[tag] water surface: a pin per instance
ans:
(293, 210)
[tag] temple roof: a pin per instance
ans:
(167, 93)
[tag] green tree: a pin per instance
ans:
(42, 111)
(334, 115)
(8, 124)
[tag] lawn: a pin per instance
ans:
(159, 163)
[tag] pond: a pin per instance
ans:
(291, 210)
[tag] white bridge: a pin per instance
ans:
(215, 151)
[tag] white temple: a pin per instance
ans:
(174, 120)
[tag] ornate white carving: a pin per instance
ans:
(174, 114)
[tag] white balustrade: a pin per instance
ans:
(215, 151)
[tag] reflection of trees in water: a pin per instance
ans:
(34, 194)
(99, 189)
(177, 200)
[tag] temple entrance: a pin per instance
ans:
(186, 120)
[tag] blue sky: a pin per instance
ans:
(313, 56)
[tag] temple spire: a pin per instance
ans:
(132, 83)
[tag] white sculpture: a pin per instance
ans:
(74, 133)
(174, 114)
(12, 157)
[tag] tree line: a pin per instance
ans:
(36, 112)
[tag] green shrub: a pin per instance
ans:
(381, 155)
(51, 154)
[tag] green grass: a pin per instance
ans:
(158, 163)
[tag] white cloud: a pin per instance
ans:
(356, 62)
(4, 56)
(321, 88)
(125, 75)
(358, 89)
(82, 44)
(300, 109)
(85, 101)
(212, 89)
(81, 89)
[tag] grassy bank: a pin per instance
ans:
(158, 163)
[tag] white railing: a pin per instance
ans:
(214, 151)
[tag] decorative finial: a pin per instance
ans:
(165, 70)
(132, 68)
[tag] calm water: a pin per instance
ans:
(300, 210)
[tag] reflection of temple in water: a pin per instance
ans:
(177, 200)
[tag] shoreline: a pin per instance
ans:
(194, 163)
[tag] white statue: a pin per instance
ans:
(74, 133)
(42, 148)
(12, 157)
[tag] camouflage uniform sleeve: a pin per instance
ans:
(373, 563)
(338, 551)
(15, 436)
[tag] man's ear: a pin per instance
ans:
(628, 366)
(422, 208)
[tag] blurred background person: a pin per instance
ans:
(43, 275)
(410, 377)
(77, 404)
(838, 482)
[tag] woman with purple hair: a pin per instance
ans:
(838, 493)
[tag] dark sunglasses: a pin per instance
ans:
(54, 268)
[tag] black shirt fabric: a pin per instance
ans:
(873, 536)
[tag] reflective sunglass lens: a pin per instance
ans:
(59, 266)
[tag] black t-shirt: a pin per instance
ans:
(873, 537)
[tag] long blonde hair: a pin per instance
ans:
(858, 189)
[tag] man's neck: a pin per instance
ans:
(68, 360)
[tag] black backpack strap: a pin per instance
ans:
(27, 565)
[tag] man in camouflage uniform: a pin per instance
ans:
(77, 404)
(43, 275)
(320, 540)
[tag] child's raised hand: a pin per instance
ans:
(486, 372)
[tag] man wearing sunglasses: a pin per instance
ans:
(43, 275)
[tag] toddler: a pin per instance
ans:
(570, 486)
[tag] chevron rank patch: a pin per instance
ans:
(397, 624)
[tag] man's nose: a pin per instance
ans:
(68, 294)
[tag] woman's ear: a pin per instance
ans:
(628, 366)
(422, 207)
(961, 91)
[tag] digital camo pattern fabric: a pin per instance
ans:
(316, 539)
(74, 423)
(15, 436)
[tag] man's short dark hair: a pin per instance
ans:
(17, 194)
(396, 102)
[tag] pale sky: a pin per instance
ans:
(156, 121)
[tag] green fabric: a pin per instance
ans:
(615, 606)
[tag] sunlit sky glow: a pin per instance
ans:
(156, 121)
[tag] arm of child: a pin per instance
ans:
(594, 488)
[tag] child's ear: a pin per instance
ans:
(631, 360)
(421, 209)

(Exercise requirements): Return all of the entries exactly as written.

(Result of the exercise):
[tag] water surface: a pin per instance
ans:
(293, 210)
[tag] temple roof: a pin per instance
ans:
(167, 93)
[tag] green tree: a pin per instance
ans:
(42, 111)
(334, 115)
(8, 124)
[tag] lawn: a pin per instance
ans:
(159, 163)
[tag] pond: a pin per instance
ans:
(291, 210)
[tag] white bridge: a pin per instance
ans:
(215, 151)
[tag] white temple: a pin per instance
ans:
(174, 120)
[tag] ornate white carving: a pin per instance
ans:
(174, 114)
[tag] white balustrade: a pin per instance
ans:
(215, 151)
[tag] reflection of trees in water: a pin per instance
ans:
(34, 194)
(99, 189)
(177, 200)
[tag] temple entrance: a pin per instance
ans:
(186, 120)
[tag] blue sky: a pin per instance
ans:
(313, 56)
[tag] temple spire: a pin per instance
ans:
(132, 83)
[tag] white sculpture: a pin per instance
ans:
(74, 133)
(174, 114)
(12, 157)
[tag] tree line: a pin per instance
ans:
(36, 112)
[tag] green shrub: a pin per instance
ans:
(381, 155)
(51, 154)
[tag] green grass: a pin per instance
ans:
(158, 163)
[tag] white cloud: a pin per instance
ans:
(356, 62)
(4, 56)
(321, 88)
(125, 75)
(358, 89)
(82, 44)
(300, 109)
(85, 101)
(212, 89)
(81, 89)
[tag] grassy bank: a pin per instance
ans:
(158, 163)
[tag] white railing: a pin per instance
ans:
(214, 151)
[tag] decorative finial: a pin per instance
ans:
(165, 70)
(132, 68)
[tag] calm water: a pin per instance
ans:
(300, 210)
[tag] reflection of temple in water: a pin per instance
ans:
(177, 200)
[tag] shoreline: a pin per instance
ans:
(194, 163)
[tag] white statue: a pin per instance
ans:
(74, 133)
(42, 148)
(12, 157)
[tag] camouflage uniform sleeve: a pin per instance
ans:
(373, 563)
(338, 551)
(15, 436)
[tag] man's ear: a pin per instance
ans:
(628, 366)
(422, 208)
[tag] blurred background person: a pin per instance
ans:
(43, 275)
(410, 377)
(77, 404)
(838, 482)
[tag] woman with purple hair: a pin per instance
ans:
(838, 493)
[tag] dark sunglasses: a pin per instance
ans:
(54, 268)
[tag] black shirt fabric: a pin per instance
ans:
(873, 536)
[tag] reflective sunglass lens: a pin per instance
ans:
(59, 266)
[tag] black t-shirt: a pin per instance
ans:
(873, 537)
[tag] long blonde hair: a pin per instance
ans:
(858, 189)
[tag] man's neck: a pin per instance
ans:
(68, 360)
[tag] black backpack strap: a pin per instance
ans:
(27, 565)
[tag] man in camouflage uniform: a pin per instance
ans:
(77, 404)
(43, 275)
(320, 540)
[tag] child's raised hand: a pin per instance
ans:
(486, 372)
[tag] man wearing sunglasses: a pin per instance
ans:
(43, 275)
[tag] toddler: a pin per instance
ans:
(570, 486)
[tag] chevron rank patch: a pin per instance
ans:
(397, 624)
[tag] man's nose: a pin per instance
ans:
(68, 294)
[tag] woman's ear: a pin per instance
ans:
(628, 366)
(422, 207)
(961, 91)
[tag] digital camo pattern fabric: a pin per instance
ans:
(316, 539)
(74, 423)
(15, 436)
[tag] man's short dark hair: a pin per instance
ans:
(17, 194)
(396, 102)
[tag] pale sky: a pin per instance
ans:
(156, 121)
[tag] green fabric: a pin per instance
ans:
(615, 606)
[tag] sunlit sky glow: a pin per instance
ans:
(156, 121)
[tag] arm of child: a pin per instance
ans:
(594, 488)
[tag] child's ear: a pin per instance
ans:
(631, 360)
(421, 209)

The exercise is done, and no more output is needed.